### Instructions to follow
Reproduce the passage of the wind farm prospecting page below that runs from "The increasing global" up to and including "wind's intermittent nature.".

### Page text
Wind Farm Prospecting

Projects

Overview

Composite characteristics for strong low-level jet (LLJ) events for the Great Plains region, as represented by NASA's Modern Era Retrospective Reanalysis(MERRA). The mean winds at 300 m AGL are shown by the arrows, and the colors denote the wind speeds. Thick black line marks the location of the cross section shown in the right panel. LLJs are the primary driver of the abundant wind resource over the Great Plains. They are shallow streams of fast moving air, usually located between about 300 to 600 m above the ground, with maximum wind speeds of 10-20 m s-1.

Develop an economical, computationally efficient, and scientifically sound approach to creating dynamical downscaled wind analyses for renewable energy applications that can be used for any region of the world.

Project Motivation

The increasing global demand for the finite (and sometimes volatile) supply of fossil fuels has spurred large investments in renewable energy resources that are clean, reliable, and reduce the Nation's dependence on foreign oil. Wind and solar are the fastest growing sources of renewable electric energy—U. S. wind energy capacity increased by 45% from 2006 to 2009 amid the nearly 30% global increase, a trend that is expected to continue. Yet, renewable energy companies struggle to assess the reliability of wind-generated electricity at prospective sites, owing to wind's intermittent nature.

We aim to greatly improve upon current wind energy prospecting techniques by creating prototype high-resolution dynamically downscaled wind analyses with NCAR's Climate Four Dimensional Data Assimilation System (CFDDA), based upon the state-of-the-art WRF model. CFDDA will use key NASA Earth science datasets to downscale the NASA MERRA global reanalyses to scales appropriate for assessing the wind variability for prospective wind farms (1-3 km). Innovative sampling strategies will be developed to generate the equivalent of a 20-year reanalysis for assessing seasonal to inter-annual variability. The impact of NASA datasets on dynamically downscaled winds will be quantified using ClimoFDDA for two different climate regimes in the U. S.: (1) coastal California and (2) the central Great Plains—both environments having great potential for wind-power production.

By incorporating key NASA Earth science observations and research results into an improved and more efficient wind energy prospecting capability that is ultimately intended for use by the renewable energy industry, we help accelerate the Nation's independence from foreign oil, and the development of clean, reliable and sustainable energy resources.

### Material
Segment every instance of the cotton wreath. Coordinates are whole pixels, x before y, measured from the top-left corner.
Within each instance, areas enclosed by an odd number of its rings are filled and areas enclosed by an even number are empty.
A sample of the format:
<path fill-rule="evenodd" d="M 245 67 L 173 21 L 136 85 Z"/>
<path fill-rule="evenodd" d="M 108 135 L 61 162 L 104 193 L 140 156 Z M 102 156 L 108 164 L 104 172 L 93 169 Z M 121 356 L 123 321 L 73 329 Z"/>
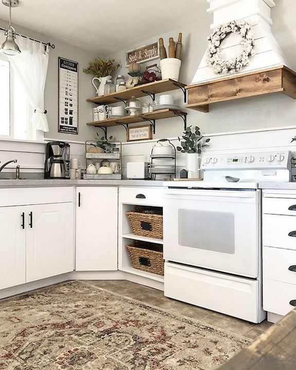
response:
<path fill-rule="evenodd" d="M 231 59 L 223 59 L 221 43 L 227 36 L 233 33 L 238 33 L 242 38 L 239 43 L 242 52 Z M 207 62 L 208 66 L 213 66 L 214 72 L 217 75 L 238 72 L 243 67 L 249 64 L 250 57 L 255 53 L 254 35 L 247 21 L 232 21 L 229 23 L 220 25 L 214 29 L 213 34 L 208 40 Z"/>

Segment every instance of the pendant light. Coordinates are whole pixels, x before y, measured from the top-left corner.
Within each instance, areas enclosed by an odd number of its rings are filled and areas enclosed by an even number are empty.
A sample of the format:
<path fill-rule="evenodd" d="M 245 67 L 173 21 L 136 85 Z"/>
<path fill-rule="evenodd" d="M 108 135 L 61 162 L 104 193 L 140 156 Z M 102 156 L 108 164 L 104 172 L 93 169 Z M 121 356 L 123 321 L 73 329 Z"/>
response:
<path fill-rule="evenodd" d="M 9 7 L 9 25 L 8 29 L 5 30 L 6 39 L 0 47 L 0 51 L 7 55 L 16 55 L 21 52 L 21 50 L 14 41 L 15 30 L 11 26 L 11 8 L 18 6 L 18 0 L 2 0 L 2 3 Z"/>

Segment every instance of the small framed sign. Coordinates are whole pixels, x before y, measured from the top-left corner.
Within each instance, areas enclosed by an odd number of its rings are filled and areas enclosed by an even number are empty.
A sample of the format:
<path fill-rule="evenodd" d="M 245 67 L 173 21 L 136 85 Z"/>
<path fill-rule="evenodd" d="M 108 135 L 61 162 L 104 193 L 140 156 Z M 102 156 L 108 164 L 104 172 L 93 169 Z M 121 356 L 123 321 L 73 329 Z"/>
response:
<path fill-rule="evenodd" d="M 125 66 L 127 67 L 135 62 L 141 63 L 158 58 L 159 58 L 159 49 L 157 42 L 125 53 Z"/>
<path fill-rule="evenodd" d="M 59 132 L 78 134 L 78 63 L 59 57 Z"/>
<path fill-rule="evenodd" d="M 152 126 L 148 124 L 128 127 L 126 136 L 127 141 L 151 140 L 152 139 Z"/>

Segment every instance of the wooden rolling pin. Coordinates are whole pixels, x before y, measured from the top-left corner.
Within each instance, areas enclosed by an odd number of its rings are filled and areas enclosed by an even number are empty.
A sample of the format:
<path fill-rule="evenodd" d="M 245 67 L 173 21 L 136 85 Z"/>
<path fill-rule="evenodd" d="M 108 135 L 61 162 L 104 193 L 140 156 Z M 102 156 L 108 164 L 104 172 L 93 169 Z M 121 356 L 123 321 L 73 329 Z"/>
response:
<path fill-rule="evenodd" d="M 182 51 L 182 33 L 179 33 L 178 42 L 176 44 L 176 54 L 175 58 L 181 59 L 181 51 Z"/>
<path fill-rule="evenodd" d="M 164 59 L 168 58 L 166 55 L 166 50 L 165 47 L 163 44 L 163 39 L 160 38 L 159 39 L 159 55 L 160 55 L 160 59 Z"/>
<path fill-rule="evenodd" d="M 169 39 L 169 58 L 175 58 L 175 41 L 173 38 Z"/>

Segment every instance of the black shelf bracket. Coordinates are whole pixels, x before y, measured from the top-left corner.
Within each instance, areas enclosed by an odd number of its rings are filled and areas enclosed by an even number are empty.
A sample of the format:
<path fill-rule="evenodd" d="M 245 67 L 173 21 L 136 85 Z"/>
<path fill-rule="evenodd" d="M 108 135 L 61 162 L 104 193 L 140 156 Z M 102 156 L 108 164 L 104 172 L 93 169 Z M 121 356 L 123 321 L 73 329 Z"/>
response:
<path fill-rule="evenodd" d="M 142 119 L 144 121 L 149 121 L 150 123 L 151 123 L 153 127 L 153 135 L 155 135 L 155 120 L 153 120 L 151 118 L 145 118 L 144 117 L 142 117 Z"/>
<path fill-rule="evenodd" d="M 186 103 L 187 101 L 187 95 L 186 93 L 186 89 L 185 88 L 185 87 L 182 85 L 178 83 L 178 82 L 173 82 L 173 84 L 175 86 L 176 86 L 177 87 L 179 87 L 179 88 L 182 90 L 182 91 L 183 91 L 183 94 L 184 94 L 184 103 Z"/>
<path fill-rule="evenodd" d="M 150 92 L 150 91 L 147 91 L 145 90 L 141 90 L 141 91 L 146 95 L 149 95 L 153 101 L 155 101 L 155 94 L 154 92 Z"/>
<path fill-rule="evenodd" d="M 107 127 L 103 127 L 102 126 L 98 126 L 98 128 L 101 128 L 101 130 L 102 130 L 103 131 L 104 131 L 104 134 L 105 134 L 105 138 L 106 140 L 107 140 Z"/>
<path fill-rule="evenodd" d="M 122 98 L 118 98 L 117 97 L 114 97 L 114 99 L 116 99 L 116 100 L 119 100 L 119 101 L 122 102 L 122 103 L 124 103 L 125 106 L 126 106 L 126 104 L 127 104 L 126 99 L 122 99 Z"/>
<path fill-rule="evenodd" d="M 116 124 L 119 125 L 120 126 L 123 126 L 124 128 L 125 128 L 125 131 L 127 132 L 127 127 L 128 127 L 128 125 L 127 123 L 122 123 L 122 122 L 116 122 L 115 123 Z"/>
<path fill-rule="evenodd" d="M 178 116 L 182 118 L 183 122 L 184 122 L 184 131 L 186 131 L 186 128 L 187 128 L 187 115 L 183 114 L 180 112 L 174 112 L 174 114 L 175 116 Z"/>

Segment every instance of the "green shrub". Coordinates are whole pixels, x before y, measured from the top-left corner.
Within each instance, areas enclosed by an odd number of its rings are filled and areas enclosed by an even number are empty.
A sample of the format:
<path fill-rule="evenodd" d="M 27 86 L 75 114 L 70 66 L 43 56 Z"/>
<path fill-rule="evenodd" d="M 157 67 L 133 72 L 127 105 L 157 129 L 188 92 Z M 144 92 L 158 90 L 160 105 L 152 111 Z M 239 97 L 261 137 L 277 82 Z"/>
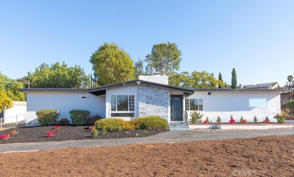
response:
<path fill-rule="evenodd" d="M 203 114 L 200 114 L 200 111 L 198 113 L 197 111 L 193 111 L 190 114 L 190 116 L 191 116 L 191 118 L 189 120 L 191 120 L 192 123 L 197 123 L 199 120 L 203 117 Z"/>
<path fill-rule="evenodd" d="M 57 121 L 56 123 L 59 125 L 68 125 L 70 122 L 69 120 L 67 118 L 63 118 Z"/>
<path fill-rule="evenodd" d="M 103 118 L 96 121 L 94 125 L 96 128 L 99 130 L 102 130 L 104 127 L 106 131 L 113 131 L 116 130 L 118 126 L 119 126 L 119 122 L 123 121 L 118 118 Z"/>
<path fill-rule="evenodd" d="M 106 134 L 106 130 L 105 129 L 105 126 L 103 126 L 103 127 L 102 127 L 102 130 L 101 130 L 101 133 L 102 133 L 102 135 L 105 135 Z"/>
<path fill-rule="evenodd" d="M 168 130 L 168 123 L 166 119 L 158 116 L 139 117 L 131 121 L 135 128 L 142 130 Z"/>
<path fill-rule="evenodd" d="M 278 123 L 284 123 L 284 122 L 285 121 L 285 120 L 288 117 L 288 116 L 285 114 L 280 114 L 278 113 L 277 113 L 274 116 L 273 118 L 277 120 L 277 122 Z"/>
<path fill-rule="evenodd" d="M 221 122 L 221 120 L 220 119 L 220 117 L 219 116 L 218 116 L 218 119 L 216 120 L 216 122 L 220 123 Z"/>
<path fill-rule="evenodd" d="M 254 122 L 257 122 L 258 121 L 257 117 L 256 117 L 256 116 L 254 116 L 254 117 L 253 118 L 253 120 L 254 121 Z"/>
<path fill-rule="evenodd" d="M 94 128 L 93 129 L 93 131 L 92 131 L 91 133 L 92 135 L 92 137 L 94 138 L 96 138 L 98 135 L 98 134 L 99 133 L 98 131 L 96 129 L 96 128 Z"/>
<path fill-rule="evenodd" d="M 93 125 L 98 120 L 102 119 L 102 118 L 98 114 L 91 114 L 87 120 L 86 124 L 90 125 Z"/>
<path fill-rule="evenodd" d="M 89 117 L 90 112 L 86 110 L 74 109 L 69 111 L 69 114 L 73 124 L 77 125 L 84 125 Z"/>
<path fill-rule="evenodd" d="M 60 113 L 56 109 L 40 110 L 36 112 L 39 124 L 45 125 L 54 124 L 58 119 Z"/>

### Written solution
The increasing global demand for the finite (and sometimes volatile) supply of fossil fuels has spurred large investments in renewable energy resources that are clean, reliable, and reduce the Nation's dependence on foreign oil. Wind and solar are the fastest growing sources of renewable electric energy—U. S. wind energy capacity increased by 45% from 2006 to 2009 amid the nearly 30% global increase, a trend that is expected to continue. Yet, renewable energy companies struggle to assess the reliability of wind-generated electricity at prospective sites, owing to wind's intermittent nature.